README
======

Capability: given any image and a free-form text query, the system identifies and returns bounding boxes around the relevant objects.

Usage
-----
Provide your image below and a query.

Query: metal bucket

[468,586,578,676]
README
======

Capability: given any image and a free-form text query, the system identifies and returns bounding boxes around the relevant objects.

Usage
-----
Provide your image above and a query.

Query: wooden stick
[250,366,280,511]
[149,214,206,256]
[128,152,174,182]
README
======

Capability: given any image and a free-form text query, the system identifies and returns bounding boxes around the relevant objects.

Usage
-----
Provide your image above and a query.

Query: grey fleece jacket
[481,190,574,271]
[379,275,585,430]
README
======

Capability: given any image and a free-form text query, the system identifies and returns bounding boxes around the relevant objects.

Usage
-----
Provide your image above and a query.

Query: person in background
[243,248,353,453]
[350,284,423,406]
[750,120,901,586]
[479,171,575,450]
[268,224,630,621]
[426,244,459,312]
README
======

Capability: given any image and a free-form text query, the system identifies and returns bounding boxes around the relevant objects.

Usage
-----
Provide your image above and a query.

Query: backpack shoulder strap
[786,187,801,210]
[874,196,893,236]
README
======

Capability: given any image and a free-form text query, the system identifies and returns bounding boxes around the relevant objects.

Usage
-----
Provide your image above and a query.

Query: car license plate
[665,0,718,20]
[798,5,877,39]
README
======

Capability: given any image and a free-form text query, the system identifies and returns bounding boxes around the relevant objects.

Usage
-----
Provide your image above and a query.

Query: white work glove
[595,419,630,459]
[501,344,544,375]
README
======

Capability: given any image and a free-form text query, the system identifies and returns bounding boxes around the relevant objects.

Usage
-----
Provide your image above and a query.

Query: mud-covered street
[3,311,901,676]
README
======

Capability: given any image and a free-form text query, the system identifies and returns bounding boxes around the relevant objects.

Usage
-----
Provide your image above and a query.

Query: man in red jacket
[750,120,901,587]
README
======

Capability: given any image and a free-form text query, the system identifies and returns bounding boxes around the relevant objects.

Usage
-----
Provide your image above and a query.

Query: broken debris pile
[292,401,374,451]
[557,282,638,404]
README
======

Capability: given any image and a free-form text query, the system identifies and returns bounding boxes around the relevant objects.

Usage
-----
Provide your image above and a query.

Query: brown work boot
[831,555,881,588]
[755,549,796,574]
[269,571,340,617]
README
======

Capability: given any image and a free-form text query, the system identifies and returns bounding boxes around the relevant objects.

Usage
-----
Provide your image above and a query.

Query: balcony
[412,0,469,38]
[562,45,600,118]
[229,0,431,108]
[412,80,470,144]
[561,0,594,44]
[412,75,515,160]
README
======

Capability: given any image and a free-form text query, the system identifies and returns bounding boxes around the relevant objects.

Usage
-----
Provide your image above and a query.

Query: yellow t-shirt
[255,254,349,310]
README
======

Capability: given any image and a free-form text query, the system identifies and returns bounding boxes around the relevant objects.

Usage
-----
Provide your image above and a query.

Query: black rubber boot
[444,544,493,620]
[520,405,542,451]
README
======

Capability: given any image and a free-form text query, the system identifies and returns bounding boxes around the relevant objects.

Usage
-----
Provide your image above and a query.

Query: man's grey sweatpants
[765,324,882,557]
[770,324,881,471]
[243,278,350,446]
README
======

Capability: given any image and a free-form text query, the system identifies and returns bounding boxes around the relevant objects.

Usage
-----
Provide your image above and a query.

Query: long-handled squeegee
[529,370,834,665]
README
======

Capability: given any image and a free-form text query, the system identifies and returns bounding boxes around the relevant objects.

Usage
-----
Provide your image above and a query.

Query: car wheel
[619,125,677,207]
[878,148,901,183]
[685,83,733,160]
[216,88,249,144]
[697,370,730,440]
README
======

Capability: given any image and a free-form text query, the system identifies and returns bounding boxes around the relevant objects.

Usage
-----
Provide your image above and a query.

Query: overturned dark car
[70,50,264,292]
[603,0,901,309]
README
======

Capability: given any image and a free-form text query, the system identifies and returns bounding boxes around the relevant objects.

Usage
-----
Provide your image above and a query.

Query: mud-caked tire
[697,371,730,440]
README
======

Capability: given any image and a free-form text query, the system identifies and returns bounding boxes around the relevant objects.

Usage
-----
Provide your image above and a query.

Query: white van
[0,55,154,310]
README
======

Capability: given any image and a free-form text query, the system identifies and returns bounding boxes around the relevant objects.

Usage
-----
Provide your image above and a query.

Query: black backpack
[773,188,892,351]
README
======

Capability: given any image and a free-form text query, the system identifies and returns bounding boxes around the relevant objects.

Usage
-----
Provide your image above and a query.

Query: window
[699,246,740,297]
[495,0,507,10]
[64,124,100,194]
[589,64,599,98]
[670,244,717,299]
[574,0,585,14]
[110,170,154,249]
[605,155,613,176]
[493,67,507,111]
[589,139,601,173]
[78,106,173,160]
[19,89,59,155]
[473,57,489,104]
┄┄┄┄┄┄┄┄┄┄┄┄┄┄┄┄┄┄┄┄
▶ Prompt
Output the full listing above once again, verbatim.

▶ Your solution
README
======

Capability: given any image and a free-form text query, the system identifies and returns bounding boxes around the relevant objects.

Usage
-----
Provide your image below and a query.

Query: metal bucket

[468,586,578,676]
README
======

Capability: given any image and a free-form text query, the system identifies and returns bounding boxes around the relevant objects.

Usage
-----
Provide your image above and a query.

Query: wooden stick
[250,366,280,511]
[149,214,206,256]
[128,152,174,182]
README
======

Capability: given any image and a free-form text query, the system identifies and returns bounding boxes around the relevant objects.

Usage
-----
Provide your image above and a query.

Query: grey fleece jacket
[481,190,574,271]
[379,275,585,430]
README
======

Capability: given any image and a free-form text query, the system identifies and returns bounding boxes around the relevant objects.

Usage
-----
Provide your image above and a query.

Query: person in background
[243,248,353,453]
[350,284,423,406]
[750,120,901,586]
[479,171,575,450]
[268,224,630,621]
[426,244,459,312]
README
======

Capability: given any image and a free-form text query, the system identifies and returns bounding boxes around the relevant objects.

Usage
-----
Provide your image above and a query.

Query: backpack shoulder strap
[786,187,801,210]
[874,196,893,236]
README
======

Capability: given any image and a free-form text query, the system identifies and returns bounding boxes around the relevant objects.

Usage
-----
Provide your image above and a query.

Query: car license plate
[665,0,718,20]
[798,5,877,39]
README
======

Capability: given any image and a free-form text query, the system identifies and returns bounding boxes around the relevant objects.

Usage
-----
Provide your image above and a query.

Query: white work glove
[595,419,630,459]
[501,344,544,375]
README
======

Capability: given any image and a free-form text query, the system identifies and returns bounding boxes around the relevant objects.

Usage
-----
Provide your image above and a query.

Query: mud-covered street
[3,311,901,676]
README
======

Capability: given any image and a free-form text query, the system identifies and returns bounding boxes around the relevant objects.

Usage
-----
Provide your image above and a query.

Query: man in red jacket
[750,120,901,587]
README
======

Capability: given any image and a free-form text query, the system identifies and returns bounding boxes around the relevant objects.

Usage
-----
Provide your image above and a query.

Query: broken debris pile
[292,401,374,451]
[557,282,638,404]
README
======

Capability: given any image and a free-form text query, the system identifies and returns bounding boxes around the relevant objects.

Usage
-----
Provide your image above and a query.

Query: brown work boot
[831,555,881,588]
[755,549,796,574]
[269,571,340,617]
README
======

Capability: given any image and a free-form text query, the system identifies and returns bounding boxes around the relevant objects.

Usage
-----
Provide your image above and a query.

Query: balcony
[412,0,469,38]
[562,45,600,118]
[229,0,431,108]
[412,80,470,144]
[561,0,594,44]
[412,75,515,160]
README
======

Capability: given any image and a free-form text query, the system identifies and returns bounding boxes around the relevant objects.

Usage
-----
Provide your image above and a query.

Query: yellow t-shirt
[255,254,349,310]
README
======

Capability: given any image and a free-form text query, the system identifies and returns bounding boxes around the relevant objects.

Usage
-----
Provide your image above and a query.

Query: black rubber boot
[444,544,493,620]
[520,405,542,451]
README
======

Capability: given any image and a free-form text query, the system identifies and returns bounding boxes around the relevant objects.

Usage
-----
Provide your image above and a query.

Query: man's grey sweatpants
[765,324,882,557]
[770,324,881,471]
[243,278,350,446]
README
======

Capability: given any image and a free-form text query, the system identifies and returns bounding boxes around the relevant objects.

Usage
-----
Provide your image above and a query.

Query: long-handled squeegee
[529,370,834,665]
README
======

Capability: given any image and a free-form text query, the system identifies and returns bounding boxes around the relevant objects.

Usage
-----
Provide your image above and a query.

Query: car wheel
[619,125,677,207]
[878,148,901,183]
[685,83,733,160]
[216,88,249,144]
[697,370,730,440]
README
======

Capability: given any image and a free-form text query, the system identifies and returns bounding boxes around the relevant objects.

Usage
-----
Provide your image above and a query.

Query: overturned dark car
[70,50,264,292]
[603,0,901,309]
README
======

Capability: given any image and a free-form text query, the system identifies and returns bounding boxes around the relevant objects.

Usage
-----
Provide your image above and a query.

Query: mud-caked tire
[697,371,730,440]
README
======

Capability: given any image and a free-form text query, the system identifies and returns bounding boxes around the relevant objects.

Usage
-----
Provide your image above and a query.

Query: white van
[0,55,154,310]
README
======

Capability: given any image and a free-form text query, the system identifies and returns bounding boxes around the relevant objects.

Usage
-----
Provide your image above and a query.

Query: black backpack
[773,188,892,351]
README
======

Capability: given any image and a free-form text query, the system identifies and returns bounding boxes around the relevant objects.

Usage
-----
Provide your image above and a query.

Query: window
[699,246,740,297]
[495,0,507,10]
[64,124,100,194]
[589,64,599,98]
[670,244,717,299]
[574,0,585,14]
[110,170,154,249]
[605,155,613,176]
[493,67,507,111]
[589,139,601,173]
[78,106,173,160]
[19,89,59,155]
[473,57,489,104]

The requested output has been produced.